* [Selected text]

● ● ● ● ●

If the Rotem coaches are configured the same way as the existing (Kawasaki?) bi-levels, that sounds like loading/unloading will only get worse, since people will have to walk up and down multiple staircases to get to the one car where the door is open. (And given the number of high level platforms in the system, I can't imagine they wouldn't be built to be one level, at high level platform height, at the end of each car.)

Are they going to lengthen the platform at some point in the future? IIRC, most of the discussion for Salem tends to be about a new parking garage.


----------



## amamba (Nov 19, 2008)

Joel N. Weber II said:


> amamba said:
> 
> 
> > I ride the Newburyport/Rockport line on the MBTA and it is often 6 coaches. It sometimes takes 5 minutes to load/unload the car at the Salem station because of this (the only "platform" is at the the end of the station for one car. I can't imagine one of our coaches going business class - there are plenty of people standing as it is. We desperately need bi-level coaches or more seating on this line.
> ...


I haven't heard any talk about renovating the "station" (which is just a wind swept piece of land on a river that is bitterly cold). There is no building nor really any shelter there, either. I think that the town is jockeying hard for a parking garage, which is of course needed, especially with the new court house going in. Frankly, I don't care so much about the parking since I walk to the station every day, but I can see why it would be good for the downtown.

Interesting to hear that loading/unloading takes a lot longer with the stairs. I hadn't really thought about it, but it absolutely makes sense. I guess the extra time will be worth it since there will be more seats available. I really like the new NJT bi-level coaches, and I hope that these Rotem cars will be like that. The other thing that the MBTA could do would be to adjust their schedules to accurately reflect the long time it takes to load/unload and so we don't arrive ten minutes late into Boston every morning.

● ● ● ● ●

* [Records supplied]
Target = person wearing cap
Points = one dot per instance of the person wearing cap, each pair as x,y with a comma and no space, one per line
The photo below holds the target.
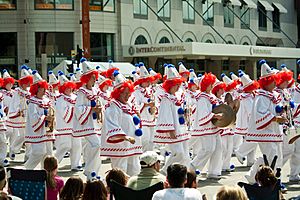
7,93
264,121
37,119
64,115
245,149
206,132
149,175
145,103
17,111
121,133
171,127
85,123
177,177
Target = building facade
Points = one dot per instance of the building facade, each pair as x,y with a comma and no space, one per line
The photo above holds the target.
207,35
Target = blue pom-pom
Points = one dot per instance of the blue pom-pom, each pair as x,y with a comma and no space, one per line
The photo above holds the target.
94,115
93,103
136,120
278,109
181,120
82,60
292,104
180,111
93,174
214,105
262,62
138,132
116,73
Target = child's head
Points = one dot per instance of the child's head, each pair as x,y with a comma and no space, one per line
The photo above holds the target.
231,193
94,190
50,165
73,189
265,176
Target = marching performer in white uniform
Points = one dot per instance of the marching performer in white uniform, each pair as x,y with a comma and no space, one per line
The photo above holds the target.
206,132
36,120
171,127
145,103
86,110
264,124
18,110
121,139
65,117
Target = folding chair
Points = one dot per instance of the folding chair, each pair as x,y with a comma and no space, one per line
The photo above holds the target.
120,192
27,184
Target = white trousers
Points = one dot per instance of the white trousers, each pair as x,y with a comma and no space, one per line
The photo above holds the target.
179,154
37,154
147,138
67,143
130,165
92,155
227,149
211,149
270,149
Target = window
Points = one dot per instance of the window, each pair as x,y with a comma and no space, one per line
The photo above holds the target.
188,12
56,45
140,40
245,17
54,4
208,12
163,9
8,4
102,5
164,40
276,19
102,47
262,19
140,9
8,53
228,17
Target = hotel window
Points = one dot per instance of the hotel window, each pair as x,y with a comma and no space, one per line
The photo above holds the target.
228,17
54,4
276,19
8,53
262,19
188,12
208,12
102,47
245,17
102,5
8,4
140,40
164,9
140,9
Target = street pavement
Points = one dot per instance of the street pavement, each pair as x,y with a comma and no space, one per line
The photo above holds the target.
208,187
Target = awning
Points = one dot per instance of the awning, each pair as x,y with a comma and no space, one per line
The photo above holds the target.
250,3
235,2
267,5
280,7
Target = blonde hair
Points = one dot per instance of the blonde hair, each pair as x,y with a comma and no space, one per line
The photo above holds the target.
231,193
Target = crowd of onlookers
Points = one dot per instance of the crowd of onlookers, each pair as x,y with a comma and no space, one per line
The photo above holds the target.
179,183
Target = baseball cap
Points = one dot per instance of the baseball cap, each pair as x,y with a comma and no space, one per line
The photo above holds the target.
149,158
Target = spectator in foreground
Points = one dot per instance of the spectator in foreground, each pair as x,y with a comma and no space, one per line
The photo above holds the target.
231,193
54,182
94,190
177,176
73,189
149,175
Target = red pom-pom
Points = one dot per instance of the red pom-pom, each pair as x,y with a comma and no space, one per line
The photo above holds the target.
117,91
207,80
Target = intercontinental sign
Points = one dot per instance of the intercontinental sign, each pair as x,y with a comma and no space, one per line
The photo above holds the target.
137,50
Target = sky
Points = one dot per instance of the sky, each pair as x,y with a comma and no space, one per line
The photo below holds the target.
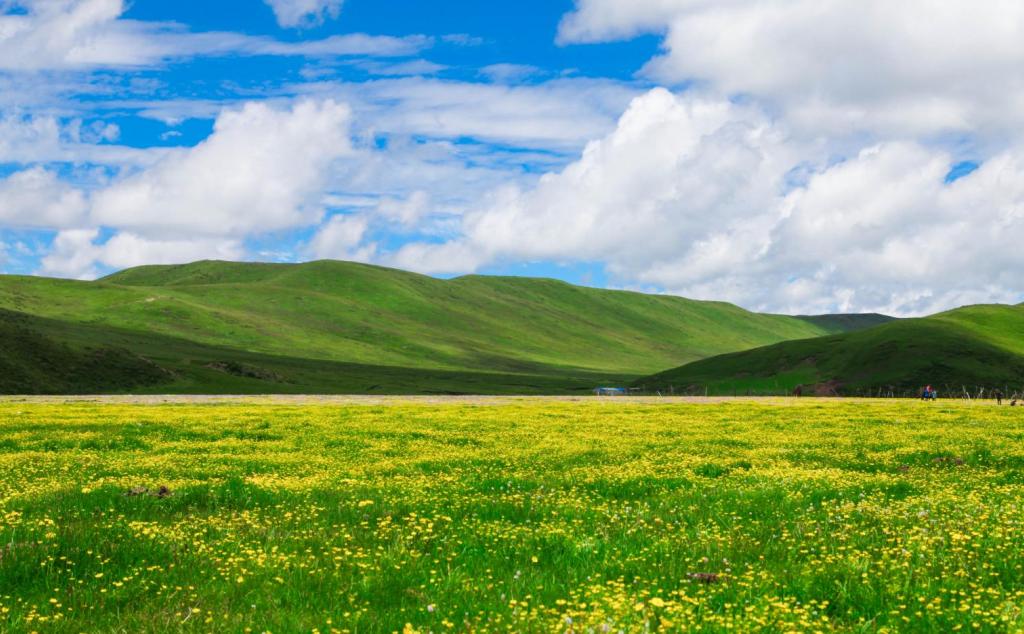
788,156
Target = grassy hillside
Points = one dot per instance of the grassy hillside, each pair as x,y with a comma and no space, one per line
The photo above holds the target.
974,346
337,327
835,324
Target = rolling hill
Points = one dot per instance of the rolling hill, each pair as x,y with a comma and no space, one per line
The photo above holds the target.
338,327
972,347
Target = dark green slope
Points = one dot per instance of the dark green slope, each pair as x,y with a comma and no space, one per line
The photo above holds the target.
36,357
974,346
342,327
836,324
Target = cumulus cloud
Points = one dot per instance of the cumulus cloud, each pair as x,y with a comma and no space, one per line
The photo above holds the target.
77,253
555,115
83,34
923,67
36,198
341,239
292,13
693,195
262,169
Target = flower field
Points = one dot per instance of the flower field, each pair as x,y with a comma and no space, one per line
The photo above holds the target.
511,515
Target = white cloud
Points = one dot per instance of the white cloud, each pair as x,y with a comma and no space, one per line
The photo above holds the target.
262,169
407,212
84,34
690,194
77,253
73,254
509,73
894,68
36,198
341,239
556,115
292,13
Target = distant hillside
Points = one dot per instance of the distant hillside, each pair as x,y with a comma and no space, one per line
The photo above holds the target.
835,324
974,346
338,327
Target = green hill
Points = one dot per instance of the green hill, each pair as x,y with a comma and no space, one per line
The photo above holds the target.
973,347
835,324
338,327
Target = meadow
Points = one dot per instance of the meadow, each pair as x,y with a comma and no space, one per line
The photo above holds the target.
517,514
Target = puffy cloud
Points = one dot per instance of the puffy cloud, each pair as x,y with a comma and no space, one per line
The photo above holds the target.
82,34
304,12
556,115
340,239
407,212
693,195
77,253
36,198
896,68
262,169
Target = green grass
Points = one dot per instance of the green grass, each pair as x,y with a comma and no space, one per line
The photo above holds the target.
973,347
336,327
523,515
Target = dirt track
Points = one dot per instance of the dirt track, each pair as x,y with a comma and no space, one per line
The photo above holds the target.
376,400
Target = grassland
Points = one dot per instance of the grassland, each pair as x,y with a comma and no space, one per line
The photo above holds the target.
521,515
972,347
343,328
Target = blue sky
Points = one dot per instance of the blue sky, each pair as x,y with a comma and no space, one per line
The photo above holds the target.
737,152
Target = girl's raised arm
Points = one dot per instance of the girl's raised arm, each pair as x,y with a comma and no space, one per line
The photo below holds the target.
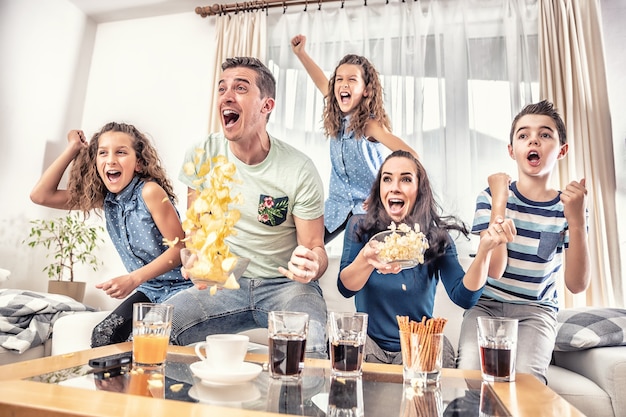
314,71
46,192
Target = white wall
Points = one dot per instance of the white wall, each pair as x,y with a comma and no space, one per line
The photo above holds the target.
62,71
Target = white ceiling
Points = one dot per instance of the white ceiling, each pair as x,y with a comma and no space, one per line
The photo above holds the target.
111,10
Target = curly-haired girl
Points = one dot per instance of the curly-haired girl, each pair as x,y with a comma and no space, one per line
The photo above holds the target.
119,172
355,118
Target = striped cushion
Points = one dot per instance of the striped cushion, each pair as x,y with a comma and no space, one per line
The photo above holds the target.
588,327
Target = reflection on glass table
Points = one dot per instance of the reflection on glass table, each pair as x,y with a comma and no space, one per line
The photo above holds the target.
316,393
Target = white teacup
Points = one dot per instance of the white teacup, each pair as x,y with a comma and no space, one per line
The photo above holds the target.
223,351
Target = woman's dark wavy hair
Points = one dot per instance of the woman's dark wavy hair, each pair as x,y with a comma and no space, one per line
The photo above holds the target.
87,190
425,212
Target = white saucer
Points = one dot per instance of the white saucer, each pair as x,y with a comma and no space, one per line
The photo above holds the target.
225,394
210,376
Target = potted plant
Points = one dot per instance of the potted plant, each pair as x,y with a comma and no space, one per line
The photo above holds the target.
70,241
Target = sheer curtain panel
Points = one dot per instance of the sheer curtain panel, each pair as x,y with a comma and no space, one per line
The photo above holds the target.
573,77
454,73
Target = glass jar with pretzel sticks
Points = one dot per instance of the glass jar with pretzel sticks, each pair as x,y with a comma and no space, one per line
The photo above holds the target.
422,344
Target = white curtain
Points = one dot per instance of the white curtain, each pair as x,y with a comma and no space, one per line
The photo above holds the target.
573,77
454,74
237,34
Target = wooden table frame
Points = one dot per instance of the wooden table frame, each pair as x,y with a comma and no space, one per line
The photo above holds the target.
526,397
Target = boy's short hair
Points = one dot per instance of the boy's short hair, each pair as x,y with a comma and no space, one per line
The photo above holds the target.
265,79
544,108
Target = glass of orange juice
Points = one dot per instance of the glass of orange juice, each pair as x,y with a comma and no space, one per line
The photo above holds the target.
152,324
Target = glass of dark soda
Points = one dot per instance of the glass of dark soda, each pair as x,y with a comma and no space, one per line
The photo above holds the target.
287,343
497,343
347,333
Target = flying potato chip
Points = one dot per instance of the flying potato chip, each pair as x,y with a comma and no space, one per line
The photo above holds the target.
210,220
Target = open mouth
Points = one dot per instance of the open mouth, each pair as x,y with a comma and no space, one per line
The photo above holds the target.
230,117
345,97
395,205
113,176
533,158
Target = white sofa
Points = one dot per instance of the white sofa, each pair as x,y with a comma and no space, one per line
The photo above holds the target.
591,380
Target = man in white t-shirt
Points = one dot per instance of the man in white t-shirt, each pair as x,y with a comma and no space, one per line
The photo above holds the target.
281,228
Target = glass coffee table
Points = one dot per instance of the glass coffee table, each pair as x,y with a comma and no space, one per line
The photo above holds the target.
66,385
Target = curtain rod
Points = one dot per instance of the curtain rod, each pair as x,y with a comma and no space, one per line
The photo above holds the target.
246,6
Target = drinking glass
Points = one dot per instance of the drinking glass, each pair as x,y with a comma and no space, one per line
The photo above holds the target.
152,324
347,333
287,343
497,342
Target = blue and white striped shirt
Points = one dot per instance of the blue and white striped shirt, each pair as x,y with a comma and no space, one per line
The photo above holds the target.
536,253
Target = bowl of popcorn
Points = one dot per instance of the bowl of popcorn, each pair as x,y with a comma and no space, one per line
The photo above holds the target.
401,245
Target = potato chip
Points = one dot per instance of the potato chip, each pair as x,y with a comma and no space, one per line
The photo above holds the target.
210,220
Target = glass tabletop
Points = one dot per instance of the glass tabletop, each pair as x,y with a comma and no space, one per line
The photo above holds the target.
315,393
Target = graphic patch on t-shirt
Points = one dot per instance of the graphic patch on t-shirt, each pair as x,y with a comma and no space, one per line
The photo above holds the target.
272,211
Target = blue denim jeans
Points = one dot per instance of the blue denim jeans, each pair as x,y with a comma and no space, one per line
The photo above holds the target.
198,314
535,338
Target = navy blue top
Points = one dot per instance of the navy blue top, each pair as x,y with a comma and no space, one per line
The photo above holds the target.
410,293
139,241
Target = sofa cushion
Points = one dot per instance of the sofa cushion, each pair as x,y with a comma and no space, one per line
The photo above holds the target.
588,327
579,391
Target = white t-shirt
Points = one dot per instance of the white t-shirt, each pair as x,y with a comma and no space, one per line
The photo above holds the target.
284,185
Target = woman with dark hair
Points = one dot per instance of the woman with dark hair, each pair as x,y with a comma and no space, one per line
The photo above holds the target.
401,194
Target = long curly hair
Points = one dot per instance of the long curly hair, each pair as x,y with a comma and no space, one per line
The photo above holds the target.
370,108
425,212
85,186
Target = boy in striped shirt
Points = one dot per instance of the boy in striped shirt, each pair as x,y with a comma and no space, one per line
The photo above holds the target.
537,225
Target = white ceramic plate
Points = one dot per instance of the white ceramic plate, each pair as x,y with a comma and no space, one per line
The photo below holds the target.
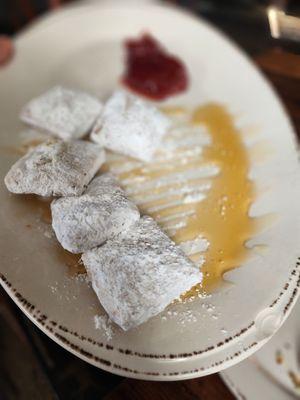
271,373
82,48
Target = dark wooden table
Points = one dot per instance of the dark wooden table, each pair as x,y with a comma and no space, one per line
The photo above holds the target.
33,367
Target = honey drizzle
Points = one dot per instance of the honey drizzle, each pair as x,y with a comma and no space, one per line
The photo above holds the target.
222,217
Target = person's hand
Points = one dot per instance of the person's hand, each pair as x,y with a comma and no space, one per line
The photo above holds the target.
6,49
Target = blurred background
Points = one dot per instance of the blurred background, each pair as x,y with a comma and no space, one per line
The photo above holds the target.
34,367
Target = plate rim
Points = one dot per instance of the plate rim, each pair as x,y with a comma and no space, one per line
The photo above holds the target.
16,296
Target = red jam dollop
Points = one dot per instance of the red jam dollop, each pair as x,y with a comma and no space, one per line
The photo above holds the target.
151,71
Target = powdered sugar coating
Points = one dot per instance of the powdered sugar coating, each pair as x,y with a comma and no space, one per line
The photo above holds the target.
130,126
138,273
56,168
62,112
102,212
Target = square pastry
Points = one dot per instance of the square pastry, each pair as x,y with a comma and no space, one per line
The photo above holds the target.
138,273
68,114
102,212
56,168
130,126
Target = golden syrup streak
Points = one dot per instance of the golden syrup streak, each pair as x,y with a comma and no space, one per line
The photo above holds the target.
222,217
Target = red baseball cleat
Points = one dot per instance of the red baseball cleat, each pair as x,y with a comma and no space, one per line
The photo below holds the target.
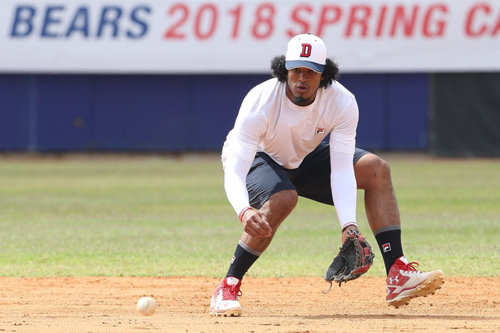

● ● ● ● ●

* [Tasks to carry out]
1. Transcribe the section of the commuter rail thread that begins with the words containing "## amamba (Nov" and ends with "on this line.".
2. Summarize the commuter rail thread in two sentences.
3. Answer these questions about the commuter rail thread:
(a) How many coaches does the Newburyport/Rockport train often have?
(b) What does the Salem station lack besides a building?
(c) How late does the train arrive into Boston every morning?
Answer using only the commuter rail thread.

* [Solutions]
1.
## amamba (Nov 19, 2008)

Joel N. Weber II said:


> amamba said:
> 
> 
> > I ride the Newburyport/Rockport line on the MBTA and it is often 6 coaches. It sometimes takes 5 minutes to load/unload the car at the Salem station because of this (the only "platform" is at the the end of the station for one car. I can't imagine one of our coaches going business class - there are plenty of people standing as it is. We desperately need bi-level coaches or more seating on this line.

2. Posters discuss slow loading and unloading at Salem station on the MBTA's Newburyport/Rockport line, where the platform serves only one car, and one worries that new Rotem bi-level coaches with stairs would make this worse. Another poster says the station has no building or real shelter, the town is pushing for a parking garage, and the MBTA could adjust its schedules to reflect the long loading times.

3.
(a) Six coaches.
(b) It has no real shelter.
(c) Ten minutes late.